#### Work to be completed
Copy out the listing below, replacing "trace" with "draw" and leaving everything else unchanged.
─── Data for processing
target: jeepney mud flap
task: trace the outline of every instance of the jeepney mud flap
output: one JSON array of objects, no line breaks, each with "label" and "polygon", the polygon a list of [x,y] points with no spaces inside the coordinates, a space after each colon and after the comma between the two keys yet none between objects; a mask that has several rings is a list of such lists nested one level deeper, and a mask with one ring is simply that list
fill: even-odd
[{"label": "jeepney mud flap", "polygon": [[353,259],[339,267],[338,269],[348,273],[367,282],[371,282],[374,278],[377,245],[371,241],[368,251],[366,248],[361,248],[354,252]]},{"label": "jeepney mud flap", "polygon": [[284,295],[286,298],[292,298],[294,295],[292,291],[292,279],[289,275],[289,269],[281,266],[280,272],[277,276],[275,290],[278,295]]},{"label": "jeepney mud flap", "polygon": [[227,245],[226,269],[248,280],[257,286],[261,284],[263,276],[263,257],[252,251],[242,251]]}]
──────
#### Expected answer
target: jeepney mud flap
task: draw the outline of every instance of the jeepney mud flap
output: one JSON array of objects, no line breaks, each with "label" and "polygon", the polygon a list of [x,y] points with no spaces inside the coordinates, a space after each colon and after the comma between the two keys yet none between objects; a mask that has several rings is a list of such lists nested one level deeper, and a mask with one ring is simply that list
fill: even-odd
[{"label": "jeepney mud flap", "polygon": [[353,259],[339,267],[338,269],[348,273],[367,282],[371,282],[374,278],[377,245],[371,241],[368,251],[366,248],[361,248],[354,252]]},{"label": "jeepney mud flap", "polygon": [[284,295],[286,298],[292,298],[294,295],[292,291],[292,279],[289,275],[289,269],[281,266],[280,272],[277,276],[275,290],[278,295]]},{"label": "jeepney mud flap", "polygon": [[227,245],[226,269],[248,280],[257,286],[261,284],[263,276],[263,257],[252,251],[242,251]]}]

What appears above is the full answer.